REQUISITOS DA TAREFA >>
1. Segundo o texto sobre a economia brasileira, quantos desempregados há no país?
2. Transcreva do texto sobre a economia brasileira o trecho que começa em "É um quadro" e termina em "com três prioridades.".

##### TRECHO SELECIONADO

O marco legal brasileiro também é um elemento que atrasa o País. A tributação ilustra o fato. Está desenhada para piorar a distribuição de renda e coibir o investimento. Enquanto as alíquotas efetivas dos que recebem juros variam de zero a 22,5%, as rendas do trabalho alcançam 27,5% e as dos que pagam juros são maiores ainda (IR, PIS, Cofins, CSLL e IOF). A estrutura existente subsidia quem vive de renda e prejudica os que trabalham e os que tomam financiamentos para investir e consumir.
No lado dos gastos públicos, um exemplo emblemático é a educação. O ensino superior público, o melhor do País, é gratuito e financiado pelo ICMS, que incide mais sobre as classes mais baixas – a quase totalidade dos moradores do Jardim Ângela, que tem menos preparação para entrar numa universidade estatal do que os jovens do Jardim Paulista.
Há mais indutores que inibem o crescimento e perpetuam a concentração de renda e o baixo crescimento da economia. A guerra fiscal entre Estados mostra como o Brasil é bom em ver palha no olho alheio e não a trave no próprio. Muita tinta está sendo gasta em analisar a guerra comercial que os EUA estão iniciando com as barreiras tarifárias sobre o aço exportado para lá, mas, aqui, todos os Estados se sentem no direito de manipular suas alíquotas do ICMS, com prejuízo para o emprego e a produção do País.
É um quadro que pode ser mudado. As eleições em outubro são a oportunidade para isso. É o momento de propor políticas mais realistas e transformadoras, que gerem resultados melhores. Os diagnósticos sobre o que fazer, até agora, são parciais e superficiais. Aos moradores mais próximos ao centro se anuncia um Estado mais enxuto e mais eficiente e para os mais distantes, mais saúde, segurança e educação.
Para oferecer mais serviços públicos o País tem de crescer mais e para isso necessita de mais mercado. Mas é pouco. Mercados podem melhorar a eficiência e aumentar o emprego, assim como agravar a concentração de renda. Além de bem regulados e supervisionados, devem ser complementados com uma política de desenvolvimento com três prioridades.
A primeira e mais importante é emprego. É inaceitável que o país tenha 12 milhões de desempregados. Uma das causas da desocupação é conjuntural, que com o crescimento da economia será encaminhada. A outra é a estrutural, mais preocupante e permanente. A organização produtiva brasileira está mudando, destruindo postos de trabalho numa velocidade maior do que a criação de novos.

##########
##### MATERIAL

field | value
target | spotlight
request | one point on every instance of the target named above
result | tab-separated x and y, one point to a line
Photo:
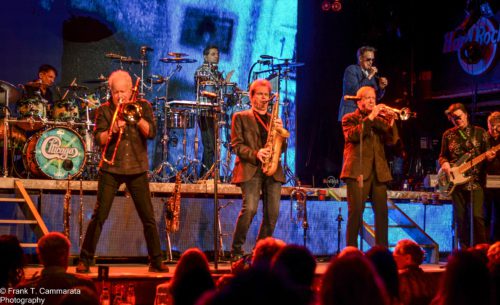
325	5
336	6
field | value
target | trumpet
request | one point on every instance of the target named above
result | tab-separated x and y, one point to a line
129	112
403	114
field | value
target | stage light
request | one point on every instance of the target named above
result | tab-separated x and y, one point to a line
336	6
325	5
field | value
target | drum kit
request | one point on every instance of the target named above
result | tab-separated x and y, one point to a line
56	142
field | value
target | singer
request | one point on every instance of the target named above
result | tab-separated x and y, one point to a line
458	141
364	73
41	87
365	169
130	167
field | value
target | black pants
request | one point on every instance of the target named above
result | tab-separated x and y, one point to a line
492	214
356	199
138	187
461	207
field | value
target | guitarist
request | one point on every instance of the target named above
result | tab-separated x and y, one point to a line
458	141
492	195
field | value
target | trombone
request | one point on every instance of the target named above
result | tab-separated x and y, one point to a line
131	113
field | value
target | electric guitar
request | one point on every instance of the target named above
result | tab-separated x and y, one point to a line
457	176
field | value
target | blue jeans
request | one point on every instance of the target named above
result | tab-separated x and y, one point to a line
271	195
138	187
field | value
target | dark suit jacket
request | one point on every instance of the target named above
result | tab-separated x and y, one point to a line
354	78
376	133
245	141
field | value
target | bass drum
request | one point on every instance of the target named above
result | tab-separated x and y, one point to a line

##########

LISTA DE RESPOSTAS >>
1. O país tem 12 milhões de desempregados.

2.
É um quadro que pode ser mudado. As eleições em outubro são a oportunidade para isso. É o momento de propor políticas mais realistas e transformadoras, que gerem resultados melhores. Os diagnósticos sobre o que fazer, até agora, são parciais e superficiais. Aos moradores mais próximos ao centro se anuncia um Estado mais enxuto e mais eficiente e para os mais distantes, mais saúde, segurança e educação.
Para oferecer mais serviços públicos o País tem de crescer mais e para isso necessita de mais mercado. Mas é pouco. Mercados podem melhorar a eficiência e aumentar o emprego, assim como agravar a concentração de renda. Além de bem regulados e supervisionados, devem ser complementados com uma política de desenvolvimento com três prioridades.